Problem:
When you reach the line in the data below that contains "of the green", please start repeating lines exactly, and stop after the line that contains "of the bare", repeating nothing else.

:: Available data

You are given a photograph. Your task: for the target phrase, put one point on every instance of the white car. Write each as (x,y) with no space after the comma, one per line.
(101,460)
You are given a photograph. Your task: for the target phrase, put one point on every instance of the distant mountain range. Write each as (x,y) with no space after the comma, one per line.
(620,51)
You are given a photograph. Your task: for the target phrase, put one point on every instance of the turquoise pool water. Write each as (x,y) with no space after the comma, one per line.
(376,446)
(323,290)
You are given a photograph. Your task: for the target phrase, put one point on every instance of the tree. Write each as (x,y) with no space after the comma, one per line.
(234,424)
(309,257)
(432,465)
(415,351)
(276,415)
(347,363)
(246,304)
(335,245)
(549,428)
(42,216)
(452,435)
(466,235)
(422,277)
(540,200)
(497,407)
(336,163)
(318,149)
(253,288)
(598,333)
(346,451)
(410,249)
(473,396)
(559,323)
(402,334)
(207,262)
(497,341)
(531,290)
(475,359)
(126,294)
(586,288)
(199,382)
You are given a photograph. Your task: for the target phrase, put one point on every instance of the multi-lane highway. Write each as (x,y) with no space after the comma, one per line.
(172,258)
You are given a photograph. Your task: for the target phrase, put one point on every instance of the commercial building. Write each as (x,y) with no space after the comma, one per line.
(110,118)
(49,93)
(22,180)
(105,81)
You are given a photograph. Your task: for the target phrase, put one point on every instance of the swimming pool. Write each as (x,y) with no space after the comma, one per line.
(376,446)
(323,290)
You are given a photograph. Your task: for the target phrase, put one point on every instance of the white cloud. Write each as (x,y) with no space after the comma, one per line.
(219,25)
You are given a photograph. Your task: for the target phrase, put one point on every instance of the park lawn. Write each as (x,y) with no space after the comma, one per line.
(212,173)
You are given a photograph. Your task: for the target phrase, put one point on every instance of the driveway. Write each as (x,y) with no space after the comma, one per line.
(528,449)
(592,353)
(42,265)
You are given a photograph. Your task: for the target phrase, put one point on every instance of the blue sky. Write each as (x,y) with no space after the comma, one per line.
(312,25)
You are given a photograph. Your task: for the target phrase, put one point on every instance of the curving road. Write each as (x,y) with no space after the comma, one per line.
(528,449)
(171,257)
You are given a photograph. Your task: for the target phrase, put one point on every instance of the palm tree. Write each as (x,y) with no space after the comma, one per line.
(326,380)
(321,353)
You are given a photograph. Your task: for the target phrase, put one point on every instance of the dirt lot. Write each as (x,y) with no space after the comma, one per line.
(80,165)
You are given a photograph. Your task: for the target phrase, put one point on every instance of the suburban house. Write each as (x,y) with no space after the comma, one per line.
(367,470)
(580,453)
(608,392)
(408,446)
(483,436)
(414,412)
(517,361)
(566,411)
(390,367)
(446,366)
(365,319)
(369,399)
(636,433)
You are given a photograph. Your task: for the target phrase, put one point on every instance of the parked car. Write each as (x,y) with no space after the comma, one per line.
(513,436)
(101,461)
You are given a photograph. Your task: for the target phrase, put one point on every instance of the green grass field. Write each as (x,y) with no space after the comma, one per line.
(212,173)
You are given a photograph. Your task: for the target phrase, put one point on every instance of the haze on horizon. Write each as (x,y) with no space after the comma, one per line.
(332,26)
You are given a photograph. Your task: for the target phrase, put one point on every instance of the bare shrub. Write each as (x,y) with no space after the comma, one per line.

::::
:: Available data

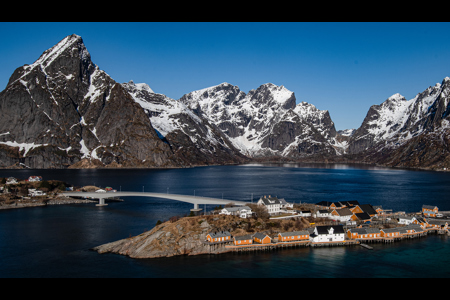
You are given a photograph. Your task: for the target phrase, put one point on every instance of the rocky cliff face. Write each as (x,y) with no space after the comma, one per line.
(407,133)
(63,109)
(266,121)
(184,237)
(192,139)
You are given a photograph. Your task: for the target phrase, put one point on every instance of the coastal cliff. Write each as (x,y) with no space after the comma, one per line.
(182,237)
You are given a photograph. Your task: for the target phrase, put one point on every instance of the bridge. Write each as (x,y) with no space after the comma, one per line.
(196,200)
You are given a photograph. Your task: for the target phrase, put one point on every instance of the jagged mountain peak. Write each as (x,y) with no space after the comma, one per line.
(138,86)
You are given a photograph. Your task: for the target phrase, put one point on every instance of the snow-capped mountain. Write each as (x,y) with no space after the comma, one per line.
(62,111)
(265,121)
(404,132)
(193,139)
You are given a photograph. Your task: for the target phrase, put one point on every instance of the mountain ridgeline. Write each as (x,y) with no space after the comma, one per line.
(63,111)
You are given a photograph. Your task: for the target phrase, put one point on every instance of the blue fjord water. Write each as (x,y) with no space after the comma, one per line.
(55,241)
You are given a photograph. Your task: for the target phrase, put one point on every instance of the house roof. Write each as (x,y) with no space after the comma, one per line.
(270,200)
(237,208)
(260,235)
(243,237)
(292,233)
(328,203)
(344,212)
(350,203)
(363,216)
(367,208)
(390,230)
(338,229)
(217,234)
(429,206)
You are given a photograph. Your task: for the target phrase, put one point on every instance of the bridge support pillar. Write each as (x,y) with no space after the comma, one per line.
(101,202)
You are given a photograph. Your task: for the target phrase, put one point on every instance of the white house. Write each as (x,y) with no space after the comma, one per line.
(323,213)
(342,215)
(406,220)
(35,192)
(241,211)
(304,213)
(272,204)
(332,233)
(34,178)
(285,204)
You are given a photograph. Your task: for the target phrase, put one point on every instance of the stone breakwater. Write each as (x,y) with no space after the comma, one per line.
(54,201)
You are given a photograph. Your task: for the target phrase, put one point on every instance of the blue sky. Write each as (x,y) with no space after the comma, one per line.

::::

Exercise answer:
You are given a photograph. Your task: for the target phrase, put one point on every instance of the green grass field. Write each as (x,y) with no space after the comma, one per line.
(212,173)
You are given a photograph. Your task: for the target phrase, put one point on every instance of the haze on horizon. Write each as (x,y) with no space after the comma, one per line.
(332,26)
You are given a photograph. Your task: for the target phrase, put one point on every instance of the bare shrub. Write each as (x,y) with no space after the comma, one per line.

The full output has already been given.